## REQUIRED WORK
1. Answer these from the NLP assignment text, one line each:
(a) What is the minimum number of movie review links needed?
(b) Which Python library is named for grabbing the main review text from each link?
(c) Which website's robots.txt file is said to allow crawling of user reviews?
2. In the NLP assignment text, turn the paragraph beginning "Compile a list of static links" into a short bulleted list that keeps its main facts.
3. Pick up the NLP assignment text where it stops and write the next part.

## PROVIDED TEXT
/---

# NLP - HW5
### Miguel Bonilla

In [89]:
from bs4 import BeautifulSoup
from requests import get
import pandas as pd
from nltk.tokenize import word_tokenize
from nltk.tokenize import sent_tokenize
import nltk, re,pprint
from pattern.en import parsetree
import pattern.en

- [1. Compile a List of Reviews](#1.-Compile-a-List-of-Reviews)
- [2. Extract Noun Phrase Chunks](#2.-Extract-Noun-Phrase-Chunks)
- [3. Output All the Chunks](#3.-Output-All-the-Chunks)

1. Compile a list of static links (permalinks) to individual user movie reviews from one particular  website. This will be your working dataset for this assignment, as well as for assignments 7 and 8.   
a. It does not matter if you use a crawler or if you manually collect the links, but you will 
need at least 100 movie review links. Note that, as of this writing, the robots.txt file of 
IMDB.com allows the crawling of user reviews.  
b. Each link should be to a web page that has only one user review of only one movie, e.g., 
the user review permalinks on the IMDB site.  
c. Choose reviews of movies that are all in the same genre, e.g., sci-fi, mystery, romance, 
superhero, etc.    
d. Make sure your collection includes reviews of several movies in your chosen genre and 
that it includes a mix of negative and positive reviews.  
2. Extract noun phrase (NP) chunks from your reviews using the following procedure:  
a. In Python, use BeautifulSoup to grab the main review text from each link.  
b. Next run each review text through a tokenizer, and then try to NP-chunk it with a 
shallow parser.  
c. You probably will have too many unknown words, owing to proper names of characters, 
actors, and so on that are not in your working dictionary. Make sure the main names 
that are relevant to the movies in your collection of reviews are added to the working 
lexicon, and then run the NP chunker again.

\---

## DATA PROVIDED
/---

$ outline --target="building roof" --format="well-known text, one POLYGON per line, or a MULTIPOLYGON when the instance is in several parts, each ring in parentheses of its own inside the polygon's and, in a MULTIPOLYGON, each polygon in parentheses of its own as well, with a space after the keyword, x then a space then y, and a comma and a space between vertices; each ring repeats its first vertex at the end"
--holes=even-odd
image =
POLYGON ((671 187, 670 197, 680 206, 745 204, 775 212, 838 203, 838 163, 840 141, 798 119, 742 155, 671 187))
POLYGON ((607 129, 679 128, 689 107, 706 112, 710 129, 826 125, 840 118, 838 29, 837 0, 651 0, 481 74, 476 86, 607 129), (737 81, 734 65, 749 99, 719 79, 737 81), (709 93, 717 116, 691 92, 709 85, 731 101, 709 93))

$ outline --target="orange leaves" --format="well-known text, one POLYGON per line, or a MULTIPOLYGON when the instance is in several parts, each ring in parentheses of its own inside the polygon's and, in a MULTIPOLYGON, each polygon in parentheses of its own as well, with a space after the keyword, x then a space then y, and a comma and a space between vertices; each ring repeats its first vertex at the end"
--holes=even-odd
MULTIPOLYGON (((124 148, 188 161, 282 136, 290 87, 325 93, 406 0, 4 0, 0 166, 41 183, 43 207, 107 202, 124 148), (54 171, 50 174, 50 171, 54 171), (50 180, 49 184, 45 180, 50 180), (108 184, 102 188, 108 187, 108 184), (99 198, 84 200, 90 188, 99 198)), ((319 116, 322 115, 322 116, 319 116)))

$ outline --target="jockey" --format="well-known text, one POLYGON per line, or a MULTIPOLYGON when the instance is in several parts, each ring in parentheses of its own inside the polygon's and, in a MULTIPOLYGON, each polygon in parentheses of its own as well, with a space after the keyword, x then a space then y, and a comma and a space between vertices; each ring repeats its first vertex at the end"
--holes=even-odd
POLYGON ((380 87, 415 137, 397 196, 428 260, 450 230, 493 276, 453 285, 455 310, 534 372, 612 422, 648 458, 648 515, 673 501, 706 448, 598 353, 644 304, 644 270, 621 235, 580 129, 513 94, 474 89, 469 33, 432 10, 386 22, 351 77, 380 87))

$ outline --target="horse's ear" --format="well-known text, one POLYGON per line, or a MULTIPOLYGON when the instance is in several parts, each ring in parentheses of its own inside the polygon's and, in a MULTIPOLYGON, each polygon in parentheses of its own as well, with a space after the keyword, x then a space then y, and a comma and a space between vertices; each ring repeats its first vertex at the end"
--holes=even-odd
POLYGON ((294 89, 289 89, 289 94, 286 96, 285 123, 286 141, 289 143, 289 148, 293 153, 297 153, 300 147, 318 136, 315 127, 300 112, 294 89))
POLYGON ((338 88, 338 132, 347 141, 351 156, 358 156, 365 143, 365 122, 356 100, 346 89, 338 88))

\---

## RESULTS OF THE EXERCISE
1.
(a) At least 100.
(b) BeautifulSoup.
(c) IMDB.com.

2.
- Collect static links (permalinks) to individual user movie reviews from one website. These links are the dataset for this assignment and for assignments 7 and 8.
- Gather at least 100 links, either with a crawler or by hand. IMDB.com's robots.txt currently allows crawling of user reviews.
- Each link must lead to a page with only one user review of only one movie, such as an IMDB user review permalink.
- All reviews must be of movies in the same genre, such as sci-fi, mystery, romance, or superhero.
- Include reviews of several movies in that genre, with a mix of negative and positive reviews.

3.
3. Output all the chunks in a single list for each review, and submit that output for this assignment.   
Also submit a brief written summary of what you did (describe your selection of genre, your 
source of reviews, how many you collected, and by what means).

### 1. Compile a List of Reviews

Using BeautifulSoup to crawl through the featured 25 reviews for each of the films, for a total of 100 reviews. The four movies are: "The Thing (1982)", "A Quiet Place", "Alien Covenant", and "The Shining". Each of these has a mix of positive and negative reviews, though the distribution of these depends on the 'quality' of the film. 

In [2]:
### assign headers since IMDB rejects the requests without it
headers = {'User-Agent':'Mozilla/5.0 (X11; Linux x86_64) AppleWebKit/537.36 (KHTML, like Gecko) Chrome/110.0.0.0 Safari/537.36 Edg/110.0.1587.50'}

In [3]:
## The Thing (1982)
url1 = 'https://www.imdb.com/title/tt0084787/reviews/?ref_=tt_ov_rt'
## A Quiet Place
url2 = 'https://www.imdb.com/title/tt6644200/reviews/?ref_=adv_li_tt'
## Alien Covenant
url3 = 'https://www.imdb.com/title/tt2316204/reviews/?ref_=adv_li_tt'
## The Shining
url4 = 'https://www.imdb.com/title/tt0081505/reviews/?ref_=fn_al_tt_1'

#movie list
movies = ['The_Thing','A_Quiet_Place','Alien_Covenant','The_Shining']
#url list
urls = [url1, url2, url3, url4]

In [4]:
def get_links(movielist,urllist):
    refs = []
    title = []
    index = []
    for i in range(len(movielist)):
        movie = get(urllist[i],headers=headers)
        movie_soup = BeautifulSoup(movie.content,'html.parser')
        container = movie_soup.find_all(class_='title')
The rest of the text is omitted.